# [Exercise task]
Copy the rows word for word, everything from the very first line down to the line that contains "[(295, 312), (26, 416), (611, 391), (74, 348)]", with that line included. Leave the pictures out of your copy.

Dataset records:
┄┄┄┄┄┄┄┄┄┄┄┄┄┄┄┄┄┄┄┄

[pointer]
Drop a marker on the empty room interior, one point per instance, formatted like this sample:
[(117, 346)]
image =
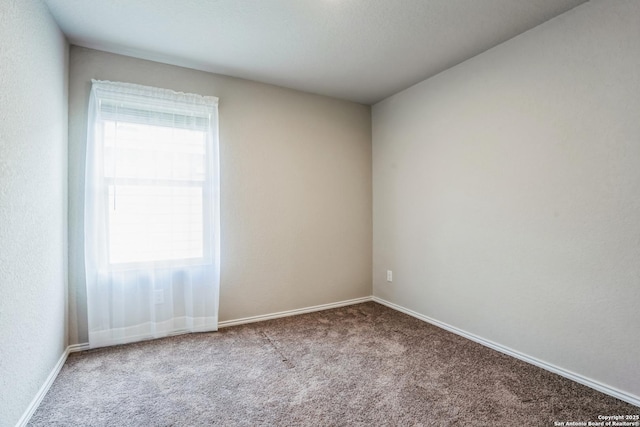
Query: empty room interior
[(319, 212)]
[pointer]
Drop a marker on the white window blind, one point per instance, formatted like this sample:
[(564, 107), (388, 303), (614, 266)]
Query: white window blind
[(151, 208)]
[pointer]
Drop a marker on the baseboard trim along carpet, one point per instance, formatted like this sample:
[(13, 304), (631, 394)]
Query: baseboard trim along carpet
[(618, 394), (294, 312), (26, 416)]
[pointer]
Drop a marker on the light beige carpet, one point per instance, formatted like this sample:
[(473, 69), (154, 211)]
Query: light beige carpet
[(362, 365)]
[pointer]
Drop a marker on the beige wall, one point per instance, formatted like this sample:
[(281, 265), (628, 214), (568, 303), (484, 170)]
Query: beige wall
[(33, 202), (507, 194), (295, 188)]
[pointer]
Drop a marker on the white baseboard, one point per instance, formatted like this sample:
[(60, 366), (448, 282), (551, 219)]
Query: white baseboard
[(295, 312), (26, 416), (611, 391), (74, 348)]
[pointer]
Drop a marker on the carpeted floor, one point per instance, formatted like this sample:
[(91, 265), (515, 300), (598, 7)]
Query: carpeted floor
[(362, 365)]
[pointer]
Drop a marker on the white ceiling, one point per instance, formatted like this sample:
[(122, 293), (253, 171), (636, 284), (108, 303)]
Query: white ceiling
[(359, 50)]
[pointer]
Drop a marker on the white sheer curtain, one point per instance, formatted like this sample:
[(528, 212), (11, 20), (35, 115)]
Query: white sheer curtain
[(152, 234)]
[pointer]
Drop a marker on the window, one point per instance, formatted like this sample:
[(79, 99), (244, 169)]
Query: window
[(151, 219), (156, 161)]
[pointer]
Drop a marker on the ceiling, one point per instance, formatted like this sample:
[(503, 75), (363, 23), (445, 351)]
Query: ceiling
[(358, 50)]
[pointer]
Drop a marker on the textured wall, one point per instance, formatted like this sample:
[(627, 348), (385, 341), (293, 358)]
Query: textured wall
[(296, 188), (33, 202), (506, 194)]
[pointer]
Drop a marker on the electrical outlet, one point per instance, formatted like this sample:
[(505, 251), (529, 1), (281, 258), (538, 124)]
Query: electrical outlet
[(159, 296)]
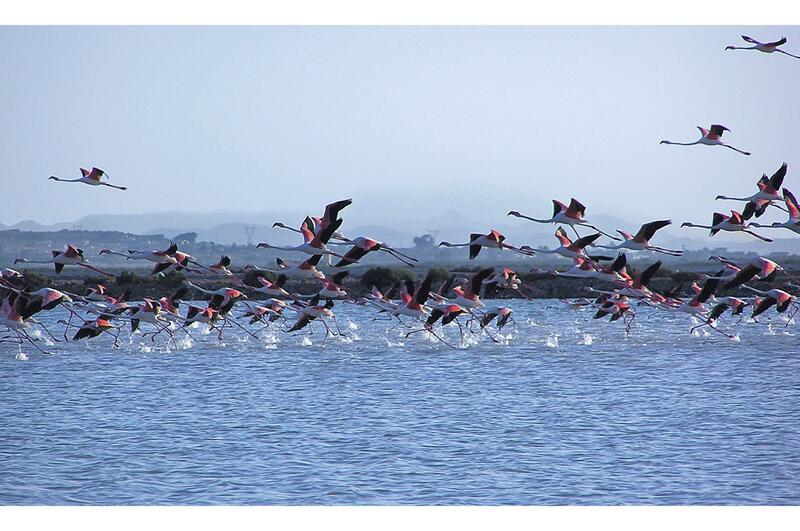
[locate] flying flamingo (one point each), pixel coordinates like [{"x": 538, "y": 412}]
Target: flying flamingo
[
  {"x": 793, "y": 223},
  {"x": 312, "y": 244},
  {"x": 768, "y": 47},
  {"x": 503, "y": 313},
  {"x": 568, "y": 248},
  {"x": 492, "y": 240},
  {"x": 273, "y": 289},
  {"x": 72, "y": 256},
  {"x": 566, "y": 215},
  {"x": 272, "y": 310},
  {"x": 330, "y": 216},
  {"x": 773, "y": 297},
  {"x": 768, "y": 191},
  {"x": 93, "y": 178},
  {"x": 306, "y": 269},
  {"x": 759, "y": 267},
  {"x": 641, "y": 241},
  {"x": 732, "y": 223},
  {"x": 162, "y": 259},
  {"x": 362, "y": 246},
  {"x": 710, "y": 138}
]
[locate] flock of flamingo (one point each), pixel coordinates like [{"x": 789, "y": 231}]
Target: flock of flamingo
[{"x": 422, "y": 307}]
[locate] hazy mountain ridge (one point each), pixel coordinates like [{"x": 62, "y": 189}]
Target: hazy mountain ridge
[{"x": 232, "y": 228}]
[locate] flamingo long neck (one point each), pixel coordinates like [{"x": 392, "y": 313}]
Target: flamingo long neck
[{"x": 681, "y": 143}]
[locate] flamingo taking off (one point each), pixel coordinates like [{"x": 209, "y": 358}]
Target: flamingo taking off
[
  {"x": 492, "y": 240},
  {"x": 793, "y": 223},
  {"x": 566, "y": 215},
  {"x": 92, "y": 178},
  {"x": 768, "y": 191},
  {"x": 765, "y": 47},
  {"x": 711, "y": 137},
  {"x": 641, "y": 241},
  {"x": 71, "y": 256},
  {"x": 732, "y": 223},
  {"x": 568, "y": 248},
  {"x": 313, "y": 244}
]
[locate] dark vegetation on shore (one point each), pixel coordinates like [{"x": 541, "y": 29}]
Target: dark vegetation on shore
[{"x": 358, "y": 283}]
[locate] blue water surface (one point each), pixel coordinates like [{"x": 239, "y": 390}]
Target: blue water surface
[{"x": 564, "y": 410}]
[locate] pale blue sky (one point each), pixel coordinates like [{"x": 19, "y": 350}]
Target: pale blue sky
[{"x": 410, "y": 122}]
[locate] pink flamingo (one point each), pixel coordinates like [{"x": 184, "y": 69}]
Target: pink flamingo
[{"x": 710, "y": 137}]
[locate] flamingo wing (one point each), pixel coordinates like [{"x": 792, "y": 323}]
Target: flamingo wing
[
  {"x": 744, "y": 275},
  {"x": 477, "y": 279},
  {"x": 717, "y": 129},
  {"x": 576, "y": 207},
  {"x": 792, "y": 205},
  {"x": 558, "y": 207},
  {"x": 332, "y": 210},
  {"x": 649, "y": 229},
  {"x": 561, "y": 234},
  {"x": 582, "y": 242},
  {"x": 776, "y": 181}
]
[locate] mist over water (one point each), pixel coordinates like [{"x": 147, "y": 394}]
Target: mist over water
[{"x": 563, "y": 410}]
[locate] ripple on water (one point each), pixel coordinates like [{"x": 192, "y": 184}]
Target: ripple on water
[{"x": 374, "y": 417}]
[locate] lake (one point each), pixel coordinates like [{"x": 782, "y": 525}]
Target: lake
[{"x": 564, "y": 410}]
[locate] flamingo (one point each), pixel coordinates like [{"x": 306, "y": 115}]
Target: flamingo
[
  {"x": 71, "y": 256},
  {"x": 92, "y": 178},
  {"x": 641, "y": 241},
  {"x": 696, "y": 306},
  {"x": 492, "y": 240},
  {"x": 273, "y": 289},
  {"x": 91, "y": 329},
  {"x": 759, "y": 267},
  {"x": 312, "y": 244},
  {"x": 468, "y": 298},
  {"x": 581, "y": 268},
  {"x": 162, "y": 259},
  {"x": 271, "y": 309},
  {"x": 316, "y": 224},
  {"x": 314, "y": 310},
  {"x": 566, "y": 215},
  {"x": 568, "y": 248},
  {"x": 362, "y": 246},
  {"x": 306, "y": 269},
  {"x": 222, "y": 299},
  {"x": 503, "y": 313},
  {"x": 732, "y": 223},
  {"x": 711, "y": 137},
  {"x": 793, "y": 223},
  {"x": 768, "y": 191},
  {"x": 768, "y": 47},
  {"x": 773, "y": 297}
]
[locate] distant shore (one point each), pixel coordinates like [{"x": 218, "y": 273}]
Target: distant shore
[{"x": 140, "y": 284}]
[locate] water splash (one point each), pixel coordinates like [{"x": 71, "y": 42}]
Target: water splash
[{"x": 185, "y": 343}]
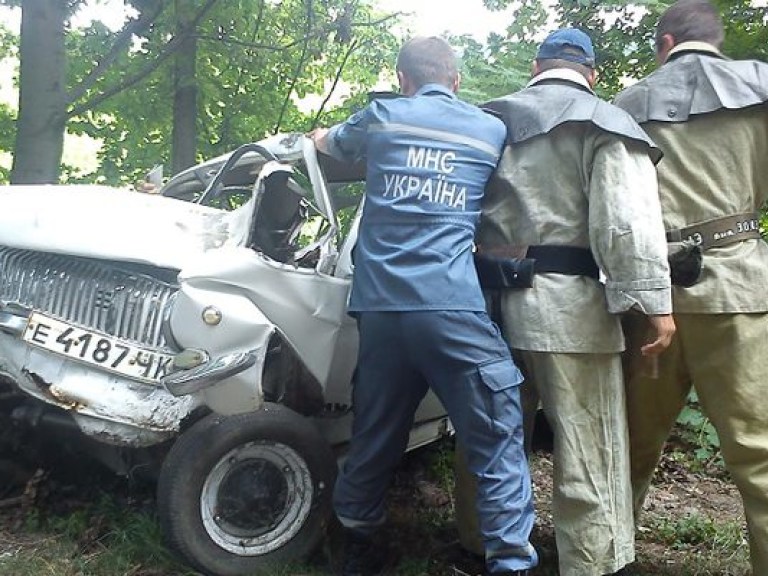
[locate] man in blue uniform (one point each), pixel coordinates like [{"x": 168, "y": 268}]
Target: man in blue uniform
[{"x": 420, "y": 310}]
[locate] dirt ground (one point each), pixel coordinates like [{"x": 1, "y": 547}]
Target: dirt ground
[{"x": 421, "y": 510}]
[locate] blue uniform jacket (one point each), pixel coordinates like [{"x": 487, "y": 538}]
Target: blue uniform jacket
[{"x": 429, "y": 157}]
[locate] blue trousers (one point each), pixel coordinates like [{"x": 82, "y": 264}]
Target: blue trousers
[{"x": 463, "y": 358}]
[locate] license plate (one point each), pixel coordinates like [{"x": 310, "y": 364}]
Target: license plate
[{"x": 96, "y": 348}]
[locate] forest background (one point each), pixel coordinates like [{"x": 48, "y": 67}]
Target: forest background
[{"x": 186, "y": 80}]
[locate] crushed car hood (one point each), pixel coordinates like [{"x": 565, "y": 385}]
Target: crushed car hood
[{"x": 116, "y": 224}]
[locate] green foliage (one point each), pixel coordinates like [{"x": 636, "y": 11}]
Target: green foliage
[
  {"x": 695, "y": 530},
  {"x": 101, "y": 538},
  {"x": 698, "y": 430}
]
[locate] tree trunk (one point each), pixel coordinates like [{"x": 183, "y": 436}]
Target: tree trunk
[
  {"x": 184, "y": 145},
  {"x": 42, "y": 93}
]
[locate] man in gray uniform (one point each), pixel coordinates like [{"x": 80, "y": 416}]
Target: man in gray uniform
[
  {"x": 709, "y": 115},
  {"x": 575, "y": 193}
]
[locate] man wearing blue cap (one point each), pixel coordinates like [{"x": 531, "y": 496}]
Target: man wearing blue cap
[{"x": 575, "y": 197}]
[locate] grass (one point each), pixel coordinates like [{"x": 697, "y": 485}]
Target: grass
[{"x": 117, "y": 534}]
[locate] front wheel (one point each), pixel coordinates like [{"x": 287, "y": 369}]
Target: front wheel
[{"x": 240, "y": 494}]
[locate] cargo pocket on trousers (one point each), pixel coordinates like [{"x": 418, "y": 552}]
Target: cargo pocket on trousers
[{"x": 501, "y": 379}]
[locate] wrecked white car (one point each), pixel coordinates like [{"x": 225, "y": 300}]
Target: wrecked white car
[{"x": 200, "y": 333}]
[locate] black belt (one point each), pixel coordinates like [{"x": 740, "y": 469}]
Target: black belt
[
  {"x": 570, "y": 260},
  {"x": 718, "y": 231},
  {"x": 499, "y": 271}
]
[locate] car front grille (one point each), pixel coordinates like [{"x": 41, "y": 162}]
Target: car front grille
[{"x": 124, "y": 301}]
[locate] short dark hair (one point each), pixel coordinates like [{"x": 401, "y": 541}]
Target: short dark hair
[
  {"x": 552, "y": 63},
  {"x": 428, "y": 60},
  {"x": 692, "y": 20}
]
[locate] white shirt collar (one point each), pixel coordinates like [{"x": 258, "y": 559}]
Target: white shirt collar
[
  {"x": 697, "y": 46},
  {"x": 561, "y": 74}
]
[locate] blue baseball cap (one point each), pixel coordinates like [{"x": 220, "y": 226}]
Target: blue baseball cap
[{"x": 569, "y": 44}]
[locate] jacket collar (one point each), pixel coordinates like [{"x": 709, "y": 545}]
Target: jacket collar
[
  {"x": 562, "y": 74},
  {"x": 694, "y": 47},
  {"x": 429, "y": 89}
]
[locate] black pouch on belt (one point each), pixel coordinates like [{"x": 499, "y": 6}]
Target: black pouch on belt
[
  {"x": 496, "y": 273},
  {"x": 685, "y": 264}
]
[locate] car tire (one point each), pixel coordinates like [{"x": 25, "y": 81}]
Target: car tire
[{"x": 241, "y": 494}]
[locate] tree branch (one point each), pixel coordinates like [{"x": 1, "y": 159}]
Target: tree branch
[
  {"x": 123, "y": 40},
  {"x": 169, "y": 49},
  {"x": 319, "y": 32},
  {"x": 336, "y": 80},
  {"x": 299, "y": 66}
]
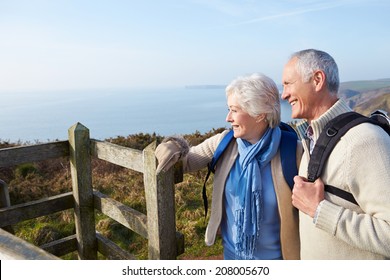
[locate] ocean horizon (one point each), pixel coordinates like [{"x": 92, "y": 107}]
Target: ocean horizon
[{"x": 32, "y": 116}]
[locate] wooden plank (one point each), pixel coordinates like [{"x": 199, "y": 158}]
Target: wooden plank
[
  {"x": 80, "y": 165},
  {"x": 61, "y": 246},
  {"x": 42, "y": 207},
  {"x": 180, "y": 243},
  {"x": 15, "y": 248},
  {"x": 123, "y": 214},
  {"x": 111, "y": 250},
  {"x": 23, "y": 154},
  {"x": 160, "y": 204},
  {"x": 122, "y": 156},
  {"x": 5, "y": 202}
]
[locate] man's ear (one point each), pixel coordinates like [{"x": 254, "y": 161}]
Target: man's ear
[{"x": 319, "y": 79}]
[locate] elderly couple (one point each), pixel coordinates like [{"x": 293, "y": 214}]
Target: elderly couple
[{"x": 258, "y": 216}]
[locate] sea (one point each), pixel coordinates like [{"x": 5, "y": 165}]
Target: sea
[{"x": 44, "y": 116}]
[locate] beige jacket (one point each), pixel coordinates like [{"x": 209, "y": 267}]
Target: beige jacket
[
  {"x": 358, "y": 164},
  {"x": 200, "y": 155}
]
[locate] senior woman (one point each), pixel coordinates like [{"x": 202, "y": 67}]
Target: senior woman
[{"x": 251, "y": 201}]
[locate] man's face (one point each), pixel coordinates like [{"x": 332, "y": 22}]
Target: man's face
[{"x": 297, "y": 93}]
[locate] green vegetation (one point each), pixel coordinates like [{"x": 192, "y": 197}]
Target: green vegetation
[
  {"x": 32, "y": 181},
  {"x": 368, "y": 85}
]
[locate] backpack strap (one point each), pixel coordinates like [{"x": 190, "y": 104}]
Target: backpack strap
[
  {"x": 328, "y": 138},
  {"x": 288, "y": 156},
  {"x": 211, "y": 166}
]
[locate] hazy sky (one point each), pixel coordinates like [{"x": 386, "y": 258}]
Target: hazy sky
[{"x": 89, "y": 44}]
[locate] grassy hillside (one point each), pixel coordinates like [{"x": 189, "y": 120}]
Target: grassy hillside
[
  {"x": 367, "y": 96},
  {"x": 32, "y": 181},
  {"x": 361, "y": 86}
]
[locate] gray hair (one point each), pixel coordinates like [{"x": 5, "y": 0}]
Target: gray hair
[
  {"x": 311, "y": 60},
  {"x": 257, "y": 94}
]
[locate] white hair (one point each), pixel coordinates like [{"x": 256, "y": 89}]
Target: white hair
[{"x": 257, "y": 94}]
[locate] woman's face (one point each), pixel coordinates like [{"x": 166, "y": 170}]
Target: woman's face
[{"x": 245, "y": 126}]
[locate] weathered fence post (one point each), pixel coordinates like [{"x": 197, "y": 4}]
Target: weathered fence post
[
  {"x": 5, "y": 202},
  {"x": 80, "y": 162},
  {"x": 160, "y": 205}
]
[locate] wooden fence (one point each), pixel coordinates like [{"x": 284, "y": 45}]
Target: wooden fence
[{"x": 158, "y": 226}]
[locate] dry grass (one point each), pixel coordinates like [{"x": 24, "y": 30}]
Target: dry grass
[{"x": 32, "y": 181}]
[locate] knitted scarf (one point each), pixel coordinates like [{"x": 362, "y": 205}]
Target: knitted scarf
[{"x": 248, "y": 216}]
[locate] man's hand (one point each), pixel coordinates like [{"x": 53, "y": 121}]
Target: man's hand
[{"x": 306, "y": 196}]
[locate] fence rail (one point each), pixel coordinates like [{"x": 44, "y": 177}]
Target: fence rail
[{"x": 158, "y": 226}]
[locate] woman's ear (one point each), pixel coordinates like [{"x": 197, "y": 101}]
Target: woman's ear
[{"x": 261, "y": 118}]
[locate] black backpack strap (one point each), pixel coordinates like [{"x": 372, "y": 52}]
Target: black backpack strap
[
  {"x": 341, "y": 193},
  {"x": 288, "y": 156},
  {"x": 328, "y": 138},
  {"x": 211, "y": 166}
]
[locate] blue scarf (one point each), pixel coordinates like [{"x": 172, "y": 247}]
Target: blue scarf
[{"x": 248, "y": 216}]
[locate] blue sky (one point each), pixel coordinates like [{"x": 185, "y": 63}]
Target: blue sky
[{"x": 95, "y": 44}]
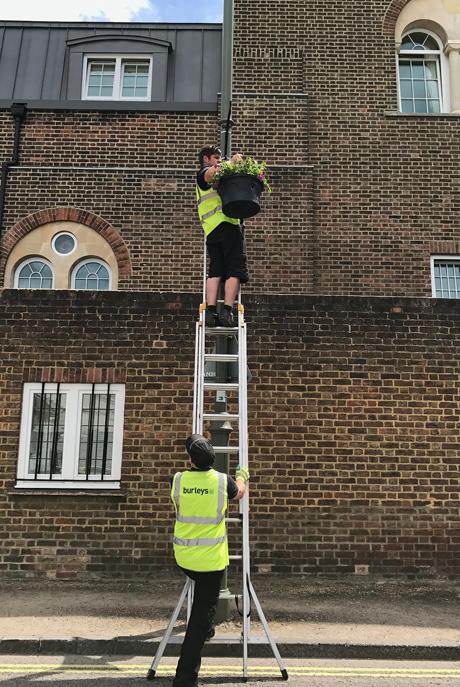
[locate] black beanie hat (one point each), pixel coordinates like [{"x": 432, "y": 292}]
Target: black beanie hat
[{"x": 200, "y": 451}]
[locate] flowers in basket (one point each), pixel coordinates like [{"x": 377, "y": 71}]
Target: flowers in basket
[{"x": 247, "y": 165}]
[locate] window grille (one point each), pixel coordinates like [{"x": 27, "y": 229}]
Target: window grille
[
  {"x": 34, "y": 274},
  {"x": 446, "y": 279},
  {"x": 420, "y": 73},
  {"x": 71, "y": 433},
  {"x": 91, "y": 275}
]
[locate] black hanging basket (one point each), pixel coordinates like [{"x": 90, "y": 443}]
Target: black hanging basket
[{"x": 240, "y": 194}]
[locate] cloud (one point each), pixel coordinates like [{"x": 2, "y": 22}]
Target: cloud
[{"x": 82, "y": 10}]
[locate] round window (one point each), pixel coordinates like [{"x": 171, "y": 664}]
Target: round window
[{"x": 64, "y": 243}]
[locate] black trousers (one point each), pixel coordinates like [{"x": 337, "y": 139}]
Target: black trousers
[{"x": 206, "y": 595}]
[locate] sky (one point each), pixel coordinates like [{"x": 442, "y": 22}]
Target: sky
[{"x": 112, "y": 10}]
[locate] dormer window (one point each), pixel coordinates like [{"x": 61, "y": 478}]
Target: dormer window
[{"x": 117, "y": 77}]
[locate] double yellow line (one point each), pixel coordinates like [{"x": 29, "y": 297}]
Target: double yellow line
[{"x": 228, "y": 670}]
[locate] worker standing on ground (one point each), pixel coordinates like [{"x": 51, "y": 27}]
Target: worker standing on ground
[
  {"x": 200, "y": 496},
  {"x": 224, "y": 241}
]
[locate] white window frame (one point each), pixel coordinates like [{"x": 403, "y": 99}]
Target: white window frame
[
  {"x": 80, "y": 264},
  {"x": 23, "y": 263},
  {"x": 117, "y": 80},
  {"x": 442, "y": 69},
  {"x": 70, "y": 479},
  {"x": 440, "y": 258}
]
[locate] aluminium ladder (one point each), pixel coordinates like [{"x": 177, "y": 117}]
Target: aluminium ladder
[{"x": 241, "y": 451}]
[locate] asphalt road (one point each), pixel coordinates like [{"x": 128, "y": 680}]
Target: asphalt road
[{"x": 89, "y": 671}]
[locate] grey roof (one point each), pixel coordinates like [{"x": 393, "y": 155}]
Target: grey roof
[{"x": 43, "y": 61}]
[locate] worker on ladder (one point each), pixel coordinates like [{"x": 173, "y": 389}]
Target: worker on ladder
[
  {"x": 200, "y": 496},
  {"x": 224, "y": 241}
]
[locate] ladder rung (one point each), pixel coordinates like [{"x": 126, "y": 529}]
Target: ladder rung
[
  {"x": 221, "y": 385},
  {"x": 220, "y": 416},
  {"x": 221, "y": 330},
  {"x": 221, "y": 357}
]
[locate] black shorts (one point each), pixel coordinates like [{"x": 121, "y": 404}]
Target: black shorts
[{"x": 227, "y": 252}]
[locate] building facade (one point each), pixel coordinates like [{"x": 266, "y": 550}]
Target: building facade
[{"x": 352, "y": 307}]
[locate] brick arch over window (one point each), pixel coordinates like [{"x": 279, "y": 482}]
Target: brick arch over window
[
  {"x": 37, "y": 219},
  {"x": 393, "y": 11}
]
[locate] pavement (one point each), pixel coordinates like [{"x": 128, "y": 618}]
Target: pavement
[{"x": 308, "y": 618}]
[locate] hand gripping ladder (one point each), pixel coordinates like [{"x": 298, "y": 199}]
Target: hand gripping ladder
[{"x": 200, "y": 417}]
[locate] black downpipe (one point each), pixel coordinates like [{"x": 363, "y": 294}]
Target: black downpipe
[
  {"x": 18, "y": 110},
  {"x": 228, "y": 126}
]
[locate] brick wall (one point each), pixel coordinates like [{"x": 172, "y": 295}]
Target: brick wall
[
  {"x": 386, "y": 187},
  {"x": 352, "y": 421},
  {"x": 148, "y": 195}
]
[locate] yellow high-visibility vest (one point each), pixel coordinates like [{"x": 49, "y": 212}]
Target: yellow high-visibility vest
[
  {"x": 200, "y": 535},
  {"x": 210, "y": 210}
]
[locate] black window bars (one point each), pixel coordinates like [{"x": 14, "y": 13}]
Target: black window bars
[{"x": 50, "y": 432}]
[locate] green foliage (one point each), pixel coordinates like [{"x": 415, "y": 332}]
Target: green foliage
[{"x": 245, "y": 166}]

┄┄┄┄┄┄┄┄┄┄┄┄┄┄┄┄┄┄┄┄

# [Worked solution]
[pointer]
Drop a marker on the empty room interior, one point per instance, formatted like this sample:
[(117, 346)]
image =
Query: empty room interior
[(319, 212)]
[pointer]
Drop a marker on the white window blind, one point per instance, formatted like this sample:
[(564, 107), (388, 303), (614, 266)]
Query: white window blind
[(151, 208)]
[pointer]
Drop a marker on the baseboard trim along carpet, one point per instance, formatted like this sample:
[(13, 304), (631, 394)]
Query: baseboard trim along carpet
[(618, 394), (294, 312), (26, 416)]
[pointer]
Drop a marker on the light beige carpet, one point per instance, formatted like this sample:
[(473, 69), (154, 211)]
Query: light beige carpet
[(362, 365)]
[pointer]
Drop a marker on the beige wall, one point per instance, formatted like this sample:
[(281, 265), (628, 214), (568, 303), (484, 170)]
Query: beige wall
[(33, 202), (507, 194), (295, 188)]
[pointer]
Drop a marker on the white baseboard, one point per instance, formatted like this sample:
[(60, 366), (448, 282), (551, 219)]
Query: white baseboard
[(295, 312), (26, 416), (611, 391), (74, 348)]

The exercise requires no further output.